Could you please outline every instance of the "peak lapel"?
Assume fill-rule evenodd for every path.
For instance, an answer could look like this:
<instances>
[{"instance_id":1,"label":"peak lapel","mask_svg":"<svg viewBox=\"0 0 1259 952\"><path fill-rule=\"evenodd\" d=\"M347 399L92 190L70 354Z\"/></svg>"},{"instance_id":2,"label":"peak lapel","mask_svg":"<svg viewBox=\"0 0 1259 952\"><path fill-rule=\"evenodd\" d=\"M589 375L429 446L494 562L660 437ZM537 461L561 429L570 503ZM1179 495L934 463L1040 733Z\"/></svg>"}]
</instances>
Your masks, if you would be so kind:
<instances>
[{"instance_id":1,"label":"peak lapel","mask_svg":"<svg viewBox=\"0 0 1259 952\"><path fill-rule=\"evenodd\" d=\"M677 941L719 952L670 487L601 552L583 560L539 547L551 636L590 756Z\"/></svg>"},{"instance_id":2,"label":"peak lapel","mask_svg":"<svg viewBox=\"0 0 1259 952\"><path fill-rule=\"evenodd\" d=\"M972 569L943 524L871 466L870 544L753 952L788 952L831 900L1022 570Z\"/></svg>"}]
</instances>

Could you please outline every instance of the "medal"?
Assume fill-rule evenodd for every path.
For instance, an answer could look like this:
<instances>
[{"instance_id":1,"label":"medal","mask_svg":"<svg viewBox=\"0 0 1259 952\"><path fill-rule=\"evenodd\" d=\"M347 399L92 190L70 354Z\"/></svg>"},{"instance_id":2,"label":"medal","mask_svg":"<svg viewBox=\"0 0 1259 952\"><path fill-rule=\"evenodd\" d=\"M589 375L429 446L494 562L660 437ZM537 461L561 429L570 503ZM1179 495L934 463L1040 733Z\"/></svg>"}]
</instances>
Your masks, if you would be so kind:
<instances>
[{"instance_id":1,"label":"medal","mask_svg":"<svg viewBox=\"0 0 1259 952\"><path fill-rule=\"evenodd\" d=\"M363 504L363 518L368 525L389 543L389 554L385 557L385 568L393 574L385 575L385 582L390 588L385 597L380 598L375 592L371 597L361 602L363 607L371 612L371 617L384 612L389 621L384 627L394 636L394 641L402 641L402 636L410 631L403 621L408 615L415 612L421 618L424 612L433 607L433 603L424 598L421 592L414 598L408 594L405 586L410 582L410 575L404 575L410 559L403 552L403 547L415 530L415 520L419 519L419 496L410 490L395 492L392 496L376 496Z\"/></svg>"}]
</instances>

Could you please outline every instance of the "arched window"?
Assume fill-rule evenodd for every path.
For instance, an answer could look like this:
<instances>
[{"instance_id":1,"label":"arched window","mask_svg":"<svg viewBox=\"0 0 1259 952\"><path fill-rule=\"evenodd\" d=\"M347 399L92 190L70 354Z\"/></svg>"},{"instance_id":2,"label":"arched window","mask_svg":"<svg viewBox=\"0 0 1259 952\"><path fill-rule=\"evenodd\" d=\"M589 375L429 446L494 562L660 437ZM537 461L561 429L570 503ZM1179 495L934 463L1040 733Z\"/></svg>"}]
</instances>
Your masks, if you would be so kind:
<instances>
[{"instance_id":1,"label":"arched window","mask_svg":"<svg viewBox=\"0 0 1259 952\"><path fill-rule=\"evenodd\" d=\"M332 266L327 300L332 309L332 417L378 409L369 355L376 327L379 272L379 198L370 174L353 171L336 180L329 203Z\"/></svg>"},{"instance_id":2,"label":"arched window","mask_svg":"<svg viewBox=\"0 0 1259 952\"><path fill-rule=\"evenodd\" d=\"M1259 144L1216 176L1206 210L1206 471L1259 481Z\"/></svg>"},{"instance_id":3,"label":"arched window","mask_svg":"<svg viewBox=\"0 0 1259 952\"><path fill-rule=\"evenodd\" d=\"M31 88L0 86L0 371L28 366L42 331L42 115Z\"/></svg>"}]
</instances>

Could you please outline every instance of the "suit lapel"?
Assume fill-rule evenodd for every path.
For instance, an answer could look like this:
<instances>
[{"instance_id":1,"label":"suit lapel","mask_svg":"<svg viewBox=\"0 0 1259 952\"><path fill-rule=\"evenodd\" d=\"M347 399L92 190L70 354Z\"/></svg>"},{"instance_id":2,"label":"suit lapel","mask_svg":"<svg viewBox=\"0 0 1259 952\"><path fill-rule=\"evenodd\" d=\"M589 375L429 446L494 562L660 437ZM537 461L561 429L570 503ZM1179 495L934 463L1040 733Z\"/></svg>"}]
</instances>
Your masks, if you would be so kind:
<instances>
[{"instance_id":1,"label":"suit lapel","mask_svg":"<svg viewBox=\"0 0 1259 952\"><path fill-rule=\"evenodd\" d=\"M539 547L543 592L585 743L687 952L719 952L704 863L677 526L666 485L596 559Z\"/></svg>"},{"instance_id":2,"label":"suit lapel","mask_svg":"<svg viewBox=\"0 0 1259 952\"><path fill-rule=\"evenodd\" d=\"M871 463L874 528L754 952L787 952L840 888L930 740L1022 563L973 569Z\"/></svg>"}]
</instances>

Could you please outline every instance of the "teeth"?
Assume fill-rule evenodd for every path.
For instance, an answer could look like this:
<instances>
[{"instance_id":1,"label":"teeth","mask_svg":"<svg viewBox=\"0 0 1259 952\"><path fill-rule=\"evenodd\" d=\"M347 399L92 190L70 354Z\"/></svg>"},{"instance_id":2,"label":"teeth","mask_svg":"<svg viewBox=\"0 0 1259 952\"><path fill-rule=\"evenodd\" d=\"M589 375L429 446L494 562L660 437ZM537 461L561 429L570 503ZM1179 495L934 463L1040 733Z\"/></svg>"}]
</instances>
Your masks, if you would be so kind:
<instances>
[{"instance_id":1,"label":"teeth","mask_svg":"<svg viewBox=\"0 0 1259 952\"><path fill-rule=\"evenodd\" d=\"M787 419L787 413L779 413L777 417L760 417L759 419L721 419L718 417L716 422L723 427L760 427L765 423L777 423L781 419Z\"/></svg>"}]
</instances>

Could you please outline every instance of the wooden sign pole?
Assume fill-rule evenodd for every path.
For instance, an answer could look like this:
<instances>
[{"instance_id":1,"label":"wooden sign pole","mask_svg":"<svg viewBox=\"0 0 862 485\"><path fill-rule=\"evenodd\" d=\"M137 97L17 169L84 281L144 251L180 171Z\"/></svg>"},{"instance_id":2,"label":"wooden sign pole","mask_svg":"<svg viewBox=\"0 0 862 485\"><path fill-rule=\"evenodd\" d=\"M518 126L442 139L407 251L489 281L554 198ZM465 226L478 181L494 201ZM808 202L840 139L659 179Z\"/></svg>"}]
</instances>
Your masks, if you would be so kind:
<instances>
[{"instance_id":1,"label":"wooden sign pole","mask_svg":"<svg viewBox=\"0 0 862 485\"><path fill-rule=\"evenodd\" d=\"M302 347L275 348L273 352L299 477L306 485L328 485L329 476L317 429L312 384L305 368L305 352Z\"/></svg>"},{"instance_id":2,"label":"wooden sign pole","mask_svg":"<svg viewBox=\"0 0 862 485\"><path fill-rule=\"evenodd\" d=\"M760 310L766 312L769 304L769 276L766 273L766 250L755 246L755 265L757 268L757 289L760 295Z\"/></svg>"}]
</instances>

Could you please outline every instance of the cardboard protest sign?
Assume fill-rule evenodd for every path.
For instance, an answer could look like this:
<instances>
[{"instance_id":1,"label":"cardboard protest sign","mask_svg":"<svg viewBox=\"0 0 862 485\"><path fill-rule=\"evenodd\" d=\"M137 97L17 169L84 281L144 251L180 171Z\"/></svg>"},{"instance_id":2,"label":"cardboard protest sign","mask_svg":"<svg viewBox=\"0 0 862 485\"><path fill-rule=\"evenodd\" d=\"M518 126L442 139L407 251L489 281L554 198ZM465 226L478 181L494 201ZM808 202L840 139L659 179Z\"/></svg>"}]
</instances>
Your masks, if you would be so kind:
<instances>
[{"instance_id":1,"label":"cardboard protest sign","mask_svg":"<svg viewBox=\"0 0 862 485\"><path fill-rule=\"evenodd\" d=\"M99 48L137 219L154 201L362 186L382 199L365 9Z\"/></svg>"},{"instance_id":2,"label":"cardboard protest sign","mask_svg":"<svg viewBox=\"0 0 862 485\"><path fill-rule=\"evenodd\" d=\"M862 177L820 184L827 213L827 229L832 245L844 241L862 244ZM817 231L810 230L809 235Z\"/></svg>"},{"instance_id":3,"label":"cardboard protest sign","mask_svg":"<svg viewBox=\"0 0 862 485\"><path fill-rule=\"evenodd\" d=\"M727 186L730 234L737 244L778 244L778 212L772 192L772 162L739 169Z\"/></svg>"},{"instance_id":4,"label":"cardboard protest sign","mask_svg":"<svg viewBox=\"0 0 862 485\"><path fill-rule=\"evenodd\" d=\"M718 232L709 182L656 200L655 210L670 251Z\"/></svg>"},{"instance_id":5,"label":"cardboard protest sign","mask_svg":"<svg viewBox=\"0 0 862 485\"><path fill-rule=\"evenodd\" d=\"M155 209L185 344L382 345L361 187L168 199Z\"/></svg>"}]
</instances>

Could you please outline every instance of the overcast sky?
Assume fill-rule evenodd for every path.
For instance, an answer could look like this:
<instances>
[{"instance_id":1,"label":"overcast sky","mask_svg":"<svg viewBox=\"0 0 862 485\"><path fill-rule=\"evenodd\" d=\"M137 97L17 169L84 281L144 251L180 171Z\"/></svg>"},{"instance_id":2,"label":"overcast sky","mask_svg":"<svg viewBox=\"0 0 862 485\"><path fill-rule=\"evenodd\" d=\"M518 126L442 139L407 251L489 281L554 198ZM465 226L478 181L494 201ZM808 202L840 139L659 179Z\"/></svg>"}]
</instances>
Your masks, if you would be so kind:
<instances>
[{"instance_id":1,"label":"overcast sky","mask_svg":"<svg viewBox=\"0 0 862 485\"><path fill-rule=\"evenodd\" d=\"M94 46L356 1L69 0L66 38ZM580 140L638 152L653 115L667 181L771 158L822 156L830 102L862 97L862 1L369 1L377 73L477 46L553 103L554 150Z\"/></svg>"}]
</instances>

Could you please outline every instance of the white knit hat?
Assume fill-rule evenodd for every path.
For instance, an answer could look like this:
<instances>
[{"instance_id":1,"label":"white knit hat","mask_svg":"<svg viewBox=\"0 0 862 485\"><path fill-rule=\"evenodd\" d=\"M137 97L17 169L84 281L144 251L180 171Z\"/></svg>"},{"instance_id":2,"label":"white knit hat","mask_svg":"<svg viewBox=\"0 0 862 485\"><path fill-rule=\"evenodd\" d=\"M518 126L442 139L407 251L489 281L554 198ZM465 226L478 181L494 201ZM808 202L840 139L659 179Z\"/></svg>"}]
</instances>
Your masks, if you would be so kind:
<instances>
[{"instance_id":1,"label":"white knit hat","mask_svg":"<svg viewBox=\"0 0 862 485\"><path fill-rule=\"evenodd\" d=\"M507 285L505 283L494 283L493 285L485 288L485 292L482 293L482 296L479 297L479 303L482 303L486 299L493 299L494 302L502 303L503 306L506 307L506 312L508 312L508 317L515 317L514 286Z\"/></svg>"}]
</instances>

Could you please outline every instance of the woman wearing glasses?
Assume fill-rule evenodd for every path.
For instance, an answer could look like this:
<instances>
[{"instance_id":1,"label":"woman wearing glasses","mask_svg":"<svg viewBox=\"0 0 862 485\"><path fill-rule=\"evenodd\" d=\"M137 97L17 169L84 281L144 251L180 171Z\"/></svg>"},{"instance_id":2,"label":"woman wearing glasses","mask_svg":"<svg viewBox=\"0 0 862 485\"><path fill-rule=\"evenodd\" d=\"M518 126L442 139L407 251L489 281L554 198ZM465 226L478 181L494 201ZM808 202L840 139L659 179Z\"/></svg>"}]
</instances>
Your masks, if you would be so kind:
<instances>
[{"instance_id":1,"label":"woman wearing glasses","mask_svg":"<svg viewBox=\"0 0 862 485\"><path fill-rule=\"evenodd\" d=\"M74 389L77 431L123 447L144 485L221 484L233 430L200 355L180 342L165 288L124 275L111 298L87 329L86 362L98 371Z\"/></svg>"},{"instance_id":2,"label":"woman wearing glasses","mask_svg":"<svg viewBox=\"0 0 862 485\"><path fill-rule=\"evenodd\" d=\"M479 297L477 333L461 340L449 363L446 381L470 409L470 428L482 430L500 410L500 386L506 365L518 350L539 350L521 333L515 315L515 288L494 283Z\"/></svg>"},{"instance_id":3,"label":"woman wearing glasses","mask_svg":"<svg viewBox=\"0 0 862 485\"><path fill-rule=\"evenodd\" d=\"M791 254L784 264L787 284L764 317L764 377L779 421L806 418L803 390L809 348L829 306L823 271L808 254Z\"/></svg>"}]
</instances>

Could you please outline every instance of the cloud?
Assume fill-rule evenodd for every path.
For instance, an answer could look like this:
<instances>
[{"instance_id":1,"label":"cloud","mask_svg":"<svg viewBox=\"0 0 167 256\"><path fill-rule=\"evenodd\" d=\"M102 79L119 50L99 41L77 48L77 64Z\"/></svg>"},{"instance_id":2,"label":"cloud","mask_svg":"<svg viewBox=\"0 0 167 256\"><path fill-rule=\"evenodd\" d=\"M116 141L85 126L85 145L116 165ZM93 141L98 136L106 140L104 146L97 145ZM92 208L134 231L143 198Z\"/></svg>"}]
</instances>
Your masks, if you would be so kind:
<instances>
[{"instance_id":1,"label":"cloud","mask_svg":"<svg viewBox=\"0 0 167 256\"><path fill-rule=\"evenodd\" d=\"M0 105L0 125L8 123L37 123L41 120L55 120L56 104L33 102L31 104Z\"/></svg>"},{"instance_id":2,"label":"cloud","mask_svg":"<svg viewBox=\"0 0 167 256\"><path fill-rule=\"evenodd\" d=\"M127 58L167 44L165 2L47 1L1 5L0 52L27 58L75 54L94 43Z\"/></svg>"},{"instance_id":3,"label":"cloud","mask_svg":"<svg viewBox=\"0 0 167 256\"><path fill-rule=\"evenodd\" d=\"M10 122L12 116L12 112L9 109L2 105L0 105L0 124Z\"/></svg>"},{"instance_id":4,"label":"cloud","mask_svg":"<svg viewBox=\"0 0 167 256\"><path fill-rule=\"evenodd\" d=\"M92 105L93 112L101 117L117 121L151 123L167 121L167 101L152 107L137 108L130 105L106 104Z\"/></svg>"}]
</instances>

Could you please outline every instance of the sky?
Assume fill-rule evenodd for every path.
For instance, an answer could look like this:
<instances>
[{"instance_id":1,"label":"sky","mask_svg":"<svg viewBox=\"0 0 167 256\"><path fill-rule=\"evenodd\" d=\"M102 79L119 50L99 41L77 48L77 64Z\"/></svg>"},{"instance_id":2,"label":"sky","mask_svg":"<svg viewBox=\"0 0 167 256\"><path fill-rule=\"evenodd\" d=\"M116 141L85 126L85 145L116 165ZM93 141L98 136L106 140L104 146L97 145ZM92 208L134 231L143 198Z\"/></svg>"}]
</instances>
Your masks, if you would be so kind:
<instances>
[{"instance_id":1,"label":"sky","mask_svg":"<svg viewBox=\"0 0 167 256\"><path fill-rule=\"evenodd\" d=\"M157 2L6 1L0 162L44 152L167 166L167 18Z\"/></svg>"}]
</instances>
========================================================================
#### Exercise requirements
Starting at the line that contains "Could you please outline every instance of the sky?" and ending at the last line above, turn those lines into a numbered list. Leave out any blank lines.

#### Answer to this task
1. Could you please outline every instance of the sky?
2. Assume fill-rule evenodd for every path.
3. For instance, an answer could look like this:
4. <instances>
5. [{"instance_id":1,"label":"sky","mask_svg":"<svg viewBox=\"0 0 167 256\"><path fill-rule=\"evenodd\" d=\"M102 79L119 50L99 41L77 48L77 64Z\"/></svg>"},{"instance_id":2,"label":"sky","mask_svg":"<svg viewBox=\"0 0 167 256\"><path fill-rule=\"evenodd\" d=\"M116 141L85 126L85 145L116 165ZM93 141L98 136L106 140L104 146L97 145ZM92 208L134 231L143 198Z\"/></svg>"}]
6. </instances>
7. Your masks, if you would be so kind:
8. <instances>
9. [{"instance_id":1,"label":"sky","mask_svg":"<svg viewBox=\"0 0 167 256\"><path fill-rule=\"evenodd\" d=\"M157 2L6 1L0 162L44 152L167 166L167 18Z\"/></svg>"}]
10. </instances>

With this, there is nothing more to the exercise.